▶ **Given request 1**: Transcribe the passage of the forum thread on cube lubricants from "I recently got" to "would prefer jigaloo.".
start Text to read
# Jig-a-loo or Rubik's Cube Lube?



## Someguy314 (Nov 10, 2011)

I recently got a DIY cube and also recieved their Rubik's Cube Lube. 

I've been using Jig-a-loo for a while now and seems to work fine. But I would like to know if Rubik's Cube Lube is any better? Since I own both lubricants I would like to know which is the best to use? Jig-a-loo or Rubik's Cube Lube? 

If you've tried one, or both, please tell me which you think is better?


----------



## bigbee99 (Nov 10, 2011)

Assuming you mean the rubik's brand lube that comes with their DIY's, it really depends on the cube, but most people would prefer jigaloo.


----------



## Edward (Nov 10, 2011)

Are you talking about the milky stuff? IIRC, it's good, but it dries fast, like maru lube. 
I like Jig-a-loo myself. Need to buy a new can


----------



## jaywong88 (Nov 11, 2011)

as long it's silicone lubricant..just work the same


----------



## Godmil (Nov 11, 2011)

Just try it. If you don't like it clean it out. Also just use a few drops.


----------



## mrw (Nov 13, 2011)

lube the core like you would with lubix, with the rubiks lube and the pieces with jigaloo


----------



## Thompson (Nov 13, 2011)

I've tried both but I like Jigaloo a lot more


----------



## Cheese11 (Nov 16, 2011)

jaywong88 said:


> as long it's silicone lubricant..just work the same


 
Not quite.


----------



## radmin (Nov 16, 2011)

Jigaloo is good but it should be used as a last resort if other, less damaging lubes don't work.
The popular lube right now is shock oil or diff oil. However, on some cubes, only Jigaloo will do. My Alpha Vs are just with jigaloo.

If you have both I'd start with Rubik's lube, then switch if you aren't happy.


----------
end Text to read
start Supplied material
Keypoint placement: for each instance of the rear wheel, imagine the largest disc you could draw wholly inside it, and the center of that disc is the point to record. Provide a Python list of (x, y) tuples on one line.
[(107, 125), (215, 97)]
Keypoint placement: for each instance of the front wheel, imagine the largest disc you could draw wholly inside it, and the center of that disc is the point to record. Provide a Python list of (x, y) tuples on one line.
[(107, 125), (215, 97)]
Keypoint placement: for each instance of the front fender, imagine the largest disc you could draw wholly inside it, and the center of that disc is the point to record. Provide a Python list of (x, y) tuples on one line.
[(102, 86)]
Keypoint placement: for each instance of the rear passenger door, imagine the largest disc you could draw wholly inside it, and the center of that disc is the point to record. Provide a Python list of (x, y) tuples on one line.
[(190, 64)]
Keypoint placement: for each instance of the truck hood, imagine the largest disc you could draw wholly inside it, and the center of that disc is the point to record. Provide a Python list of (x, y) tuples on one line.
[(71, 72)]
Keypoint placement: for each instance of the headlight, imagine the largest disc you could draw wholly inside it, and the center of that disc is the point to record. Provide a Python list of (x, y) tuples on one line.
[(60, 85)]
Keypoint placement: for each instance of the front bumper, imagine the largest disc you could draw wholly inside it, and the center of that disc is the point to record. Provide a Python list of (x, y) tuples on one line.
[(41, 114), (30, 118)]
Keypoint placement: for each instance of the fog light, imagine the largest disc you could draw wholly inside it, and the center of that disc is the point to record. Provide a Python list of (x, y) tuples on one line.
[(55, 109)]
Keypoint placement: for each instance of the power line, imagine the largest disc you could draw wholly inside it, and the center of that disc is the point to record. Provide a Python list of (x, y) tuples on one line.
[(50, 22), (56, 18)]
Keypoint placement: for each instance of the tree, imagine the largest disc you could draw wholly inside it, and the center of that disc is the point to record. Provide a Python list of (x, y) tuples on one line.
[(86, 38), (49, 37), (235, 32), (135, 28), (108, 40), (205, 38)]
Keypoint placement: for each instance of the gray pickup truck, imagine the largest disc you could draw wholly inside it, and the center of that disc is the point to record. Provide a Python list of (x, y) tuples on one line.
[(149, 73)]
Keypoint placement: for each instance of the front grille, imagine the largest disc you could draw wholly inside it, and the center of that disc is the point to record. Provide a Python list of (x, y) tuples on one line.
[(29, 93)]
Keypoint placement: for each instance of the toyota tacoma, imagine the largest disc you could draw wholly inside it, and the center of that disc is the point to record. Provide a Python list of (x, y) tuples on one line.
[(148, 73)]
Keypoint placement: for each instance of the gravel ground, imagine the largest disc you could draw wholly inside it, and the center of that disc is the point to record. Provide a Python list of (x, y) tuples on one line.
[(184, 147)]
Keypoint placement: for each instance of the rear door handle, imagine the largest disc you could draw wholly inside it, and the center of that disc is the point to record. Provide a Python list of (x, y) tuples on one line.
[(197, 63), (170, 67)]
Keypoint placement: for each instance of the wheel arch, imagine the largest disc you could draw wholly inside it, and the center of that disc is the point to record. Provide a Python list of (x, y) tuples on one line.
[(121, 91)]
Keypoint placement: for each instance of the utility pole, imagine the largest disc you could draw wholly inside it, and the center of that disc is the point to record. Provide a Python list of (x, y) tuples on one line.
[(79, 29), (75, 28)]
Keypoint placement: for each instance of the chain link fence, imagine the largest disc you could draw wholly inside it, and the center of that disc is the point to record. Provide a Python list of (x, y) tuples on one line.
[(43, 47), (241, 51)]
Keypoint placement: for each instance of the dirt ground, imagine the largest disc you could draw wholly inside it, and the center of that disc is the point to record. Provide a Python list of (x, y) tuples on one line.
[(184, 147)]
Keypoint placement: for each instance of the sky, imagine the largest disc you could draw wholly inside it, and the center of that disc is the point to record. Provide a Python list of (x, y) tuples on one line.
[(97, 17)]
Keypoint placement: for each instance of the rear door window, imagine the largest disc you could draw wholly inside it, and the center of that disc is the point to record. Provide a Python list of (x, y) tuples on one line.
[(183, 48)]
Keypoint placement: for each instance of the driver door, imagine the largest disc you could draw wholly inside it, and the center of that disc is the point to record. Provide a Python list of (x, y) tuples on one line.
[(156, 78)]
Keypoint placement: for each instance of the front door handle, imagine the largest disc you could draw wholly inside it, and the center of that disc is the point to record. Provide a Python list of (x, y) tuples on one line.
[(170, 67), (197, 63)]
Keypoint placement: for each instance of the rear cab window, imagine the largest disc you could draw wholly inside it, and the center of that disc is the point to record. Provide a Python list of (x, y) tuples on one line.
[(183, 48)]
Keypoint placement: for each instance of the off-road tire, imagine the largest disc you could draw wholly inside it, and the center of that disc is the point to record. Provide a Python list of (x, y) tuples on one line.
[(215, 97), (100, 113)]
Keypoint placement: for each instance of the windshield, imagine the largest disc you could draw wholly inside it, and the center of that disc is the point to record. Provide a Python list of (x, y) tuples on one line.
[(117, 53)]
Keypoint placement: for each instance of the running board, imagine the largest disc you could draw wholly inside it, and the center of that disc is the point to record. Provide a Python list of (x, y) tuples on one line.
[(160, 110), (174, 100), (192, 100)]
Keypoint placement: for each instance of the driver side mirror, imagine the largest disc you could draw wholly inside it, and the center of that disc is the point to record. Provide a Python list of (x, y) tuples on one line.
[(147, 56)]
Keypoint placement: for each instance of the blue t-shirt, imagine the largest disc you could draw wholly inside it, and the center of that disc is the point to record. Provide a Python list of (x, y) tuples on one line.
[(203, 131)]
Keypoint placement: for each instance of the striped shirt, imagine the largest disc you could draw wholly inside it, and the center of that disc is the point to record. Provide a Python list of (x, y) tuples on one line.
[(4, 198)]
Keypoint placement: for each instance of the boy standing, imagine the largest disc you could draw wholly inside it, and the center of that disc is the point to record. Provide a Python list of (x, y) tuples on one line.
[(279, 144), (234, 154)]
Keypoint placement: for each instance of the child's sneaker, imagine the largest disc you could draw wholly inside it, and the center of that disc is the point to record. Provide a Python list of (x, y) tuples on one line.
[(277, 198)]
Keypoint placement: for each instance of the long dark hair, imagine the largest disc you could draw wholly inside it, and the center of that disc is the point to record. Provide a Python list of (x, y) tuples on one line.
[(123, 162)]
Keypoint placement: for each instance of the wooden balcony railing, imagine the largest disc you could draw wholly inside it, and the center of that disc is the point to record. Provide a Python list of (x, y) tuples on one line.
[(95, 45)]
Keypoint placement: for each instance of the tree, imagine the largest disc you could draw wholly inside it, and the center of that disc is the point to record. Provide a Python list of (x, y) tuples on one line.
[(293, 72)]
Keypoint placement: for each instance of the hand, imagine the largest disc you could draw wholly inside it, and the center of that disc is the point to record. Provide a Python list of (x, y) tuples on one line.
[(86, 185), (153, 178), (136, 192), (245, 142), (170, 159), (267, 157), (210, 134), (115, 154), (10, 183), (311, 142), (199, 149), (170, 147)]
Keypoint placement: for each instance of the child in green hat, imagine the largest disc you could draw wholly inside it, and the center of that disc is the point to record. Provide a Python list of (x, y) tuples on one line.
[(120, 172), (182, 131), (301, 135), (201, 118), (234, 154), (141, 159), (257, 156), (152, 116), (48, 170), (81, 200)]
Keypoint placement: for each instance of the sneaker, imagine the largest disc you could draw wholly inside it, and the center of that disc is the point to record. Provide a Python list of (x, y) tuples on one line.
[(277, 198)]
end Supplied material
▶ **Given request 2**: Restate word for word the lines of the listing from the line with "Keypoint placement: for each instance of the front door" to the line with "[(147, 56)]".

▶ **Complete output 1**:
I recently got a DIY cube and also recieved their Rubik's Cube Lube. 

I've been using Jig-a-loo for a while now and seems to work fine. But I would like to know if Rubik's Cube Lube is any better? Since I own both lubricants I would like to know which is the best to use? Jig-a-loo or Rubik's Cube Lube? 

If you've tried one, or both, please tell me which you think is better?


----------



## bigbee99 (Nov 10, 2011)

Assuming you mean the rubik's brand lube that comes with their DIY's, it really depends on the cube, but most people would prefer jigaloo.

▶ **Complete output 2**:
Keypoint placement: for each instance of the front door handle, imagine the largest disc you could draw wholly inside it, and the center of that disc is the point to record. Provide a Python list of (x, y) tuples on one line.
[(170, 67), (197, 63)]
Keypoint placement: for each instance of the rear cab window, imagine the largest disc you could draw wholly inside it, and the center of that disc is the point to record. Provide a Python list of (x, y) tuples on one line.
[(183, 48)]
Keypoint placement: for each instance of the off-road tire, imagine the largest disc you could draw wholly inside it, and the center of that disc is the point to record. Provide a Python list of (x, y) tuples on one line.
[(215, 97), (100, 113)]
Keypoint placement: for each instance of the windshield, imagine the largest disc you could draw wholly inside it, and the center of that disc is the point to record. Provide a Python list of (x, y) tuples on one line.
[(117, 53)]
Keypoint placement: for each instance of the running board, imagine the largest disc you could draw wholly inside it, and the center of that disc is the point to record. Provide a Python list of (x, y) tuples on one line.
[(160, 110), (174, 100), (192, 100)]
Keypoint placement: for each instance of the driver side mirror, imagine the largest disc you could draw wholly inside it, and the center of that disc is the point to record. Provide a Python list of (x, y) tuples on one line.
[(147, 56)]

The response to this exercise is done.